*TEXTABSCHNITT*.
============================================================
Mesobot ist ein neuartiger autonomer Tauchroboter – ein Team aus Ingenieuren und Ozeanographen um den Experten Dana R. Yoerger (Woods Hole Oceanographic Institution) hat ihn speziell zur Erforschung der mittleren Wasserschichten der Ozeane – Mesopelagial oder Twilight Zone (Zwielichtzone) – entwickelt.
Das AUV (autonomous underwater vehicle) kann langsam schwimmende Tiere wie Medusen und die gelatinösen Salpen langsam und lange verfolgen, ohne sie zu stören. Mesobot ist damit perfekt an die Beobachtung und Probennahme in diesem mittleren Bereich der Ozeane konstruiert und an die dort lebenden Organismen angepaßt.

Mesobot, der Spion in der Twilightzone

Twilight Zone heißen die Meeresgebiete zwischen 200 und 1000 Metern Tiefe. Dieser Bereich der ewigen Dämmerung zwischen der Meeresoberfläche und der Tiefsee ist bisher wenig erforscht. Dabei ist das Mesopelagial eine wichtige Transitstrecke: viele Meeresbewohner leben tagsüber in tieferen Schichten und wandern nachts zum Fressen an die Meeresoberfläche, dabei durchqueren sie diese mittleren Schichten.
An der Meeresoberfläche wachsen im Sonnenlicht die Myriaden von Mini-Algen, das pflanzliche Plankton. In tieferen Schichten können diese meist einzelligen Wesen keine Photosynthese mehr betreiben. Ihre gewaltige Biomasse ist die Basis der Nahrungskette. Allerdings bietet die lichtdurchflutete obere Meeresschicht weniger Deckung, darum sinken die Meereswesen nachts wieder zurück in die dunkleren Tiefen. Diese größte aller Tierwanderungen im Meer ist der Schlüssel für Stoffkreisläufe in den Ozeanen, darum ist die „Twilight Zone“ der Schlüssel für Stoffkreisläufe in den Ozeanen. Damit ist sie auch für Fischerei und Klimaprozesse relevant.
============================================================
*AUFGABEN*.
a) Beantworte anhand des Textes über Mesobot:
(i) Zwischen welchen Tiefen liegen die Meeresgebiete, die Twilight Zone heißen?
(ii) Welcher Einrichtung ist der Experte Dana R. Yoerger zugeordnet?
(iii) Welche langsam schwimmenden Tiere kann Mesobot verfolgen, ohne sie zu stören?
b) Wie geht der Text über Mesobot nach seinem letzten Satz weiter? Schreib eine Fortsetzung.
Die Auflistung steht in keinem Zusammenhang mit dem Text über Mesobot.

*EXTRAHIERTE EINTRÄGE*.
============================================================
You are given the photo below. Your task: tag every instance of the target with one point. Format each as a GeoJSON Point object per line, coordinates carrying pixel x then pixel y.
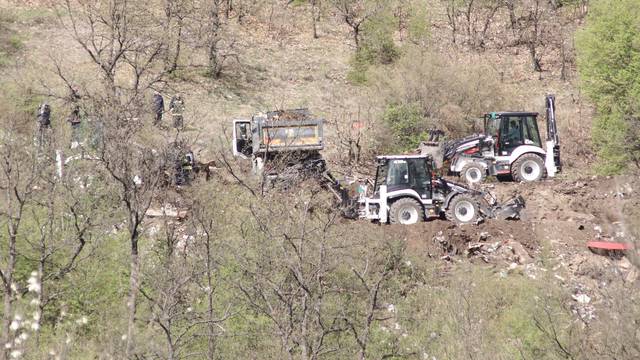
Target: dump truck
============================================================
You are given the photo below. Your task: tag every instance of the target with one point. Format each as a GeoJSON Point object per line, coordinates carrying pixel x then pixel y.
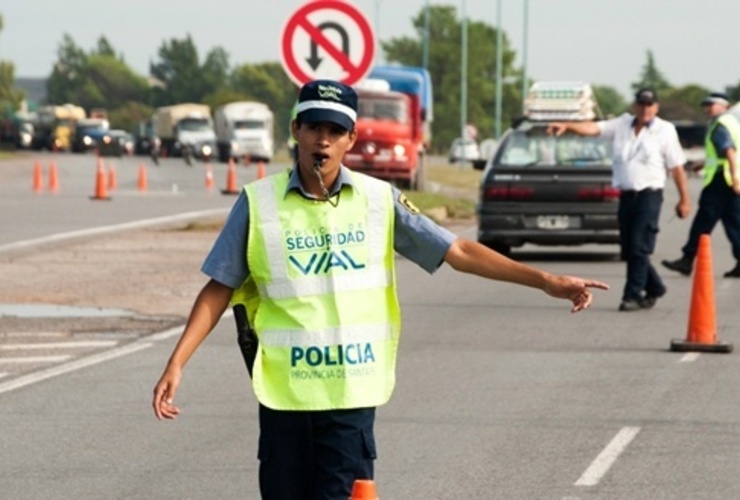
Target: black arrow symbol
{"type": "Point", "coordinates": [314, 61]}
============================================================
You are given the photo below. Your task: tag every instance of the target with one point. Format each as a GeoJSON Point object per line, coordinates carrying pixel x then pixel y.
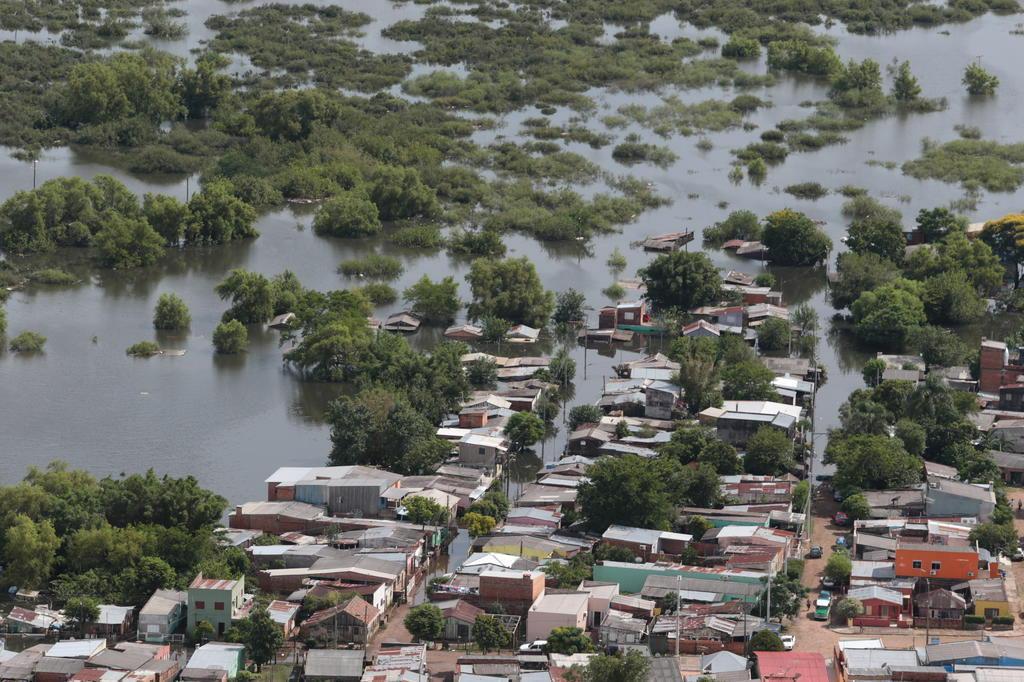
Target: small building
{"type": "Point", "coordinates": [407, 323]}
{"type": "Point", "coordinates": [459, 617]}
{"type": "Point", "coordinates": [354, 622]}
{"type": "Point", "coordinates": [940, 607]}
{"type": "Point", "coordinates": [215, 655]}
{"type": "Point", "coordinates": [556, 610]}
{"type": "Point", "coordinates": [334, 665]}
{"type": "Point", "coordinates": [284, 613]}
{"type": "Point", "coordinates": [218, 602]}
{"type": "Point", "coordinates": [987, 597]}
============================================================
*LÖSUNGEN*.
a)
(i) Zwischen 200 und 1000 Metern Tiefe.
(ii) Der Woods Hole Oceanographic Institution.
(iii) Medusen und die gelatinösen Salpen.

b)
Gelata: Gelatinöse Meeresbewohner und ihre große Wanderung

Die Tiermasse, die nachts zu diesem Nahrungsreichtum aufsteigt, besteht zu einem erheblichen Teil aus gelatinösem Plankton: den Gelata (darüber hatte ich hier schon einmal mehr geschrieben).
Der Name Plankton bedeutet, dass diese Tiere keine starken Schwimmer sind, sondern eher schweben und von Strömungen verdriftet werden. Kleine Zooplankter wie Ruderfußkrebschen rudern zwischen den Clustern des für sie zähflüssigen Mediums Wasser umher. Größere Tiere wie große Borstenwürmer sind Jäger, sie gleiten mit kräftigen Ruderfußschlägen durchs Wasser und schnappen mit kräftigen Chitin-Kiefern nach Beute. Medusen und Rippenquallen gibt es in allen Größen, durch ihre durchsichtigen Schirme schimmern ihre Geschlechtsorgane farbig, auch die Tentakel können orange, rot oder blau-violett geflammt sein.
Die Transparenz ist ihre Tarnung in der Wassersäule, eine andere Deckung haben sie nicht.

Mit dieser täglichen Vertikalwanderung (diel vertical migration) und dem großen Fressen nahe der Oberfläche bewegen die Bewohner große Mengen Nährstoffe und Energie von der Oberfläche in die Meerestiefe, sie agieren als gigantische biologische Umwälzpumpe und haben damit eine Schlüsselposition im ozeanischen Kohlenstoffhaushalt.

Natürlich gibt es im Twilight-Zoo auch noch andere Tiere als die Gelata: Leuchtsardinen sind eine arten- und individuenreiche Gruppe kleiner Fisch mit Leuchtorganen. Sie fressen das gelatinöse Plankton und sind selbst Beute für größere Fische, darunter auch kommerziell wichtiger Arten.
Seit den 1970-er Jahren gibt es immer wieder Überlegungen, diese Fisch-Biomasse zu befischen und zu Fischmehl und Omega 3-Fettsäure-Präparaten zu verarbeiten. Wissenschaftler raten zu großer Vorsicht, da die Fischerei bereits eine ganze Reihe von Arten überfischt und das ökologische Gefüge der Ozeane empfindlich gestört hat. Eine Überfischung der kleinen Leuchtsardinen würde zu einem Nahrungsmangel vieler anderer Arten führen und dadurch auch Fischereierträge gefährden.

Dieses Video gibt einen Einblick in die geheimnisvolle Welt der Gelata:

Mesobot, verfolge diese Qualle!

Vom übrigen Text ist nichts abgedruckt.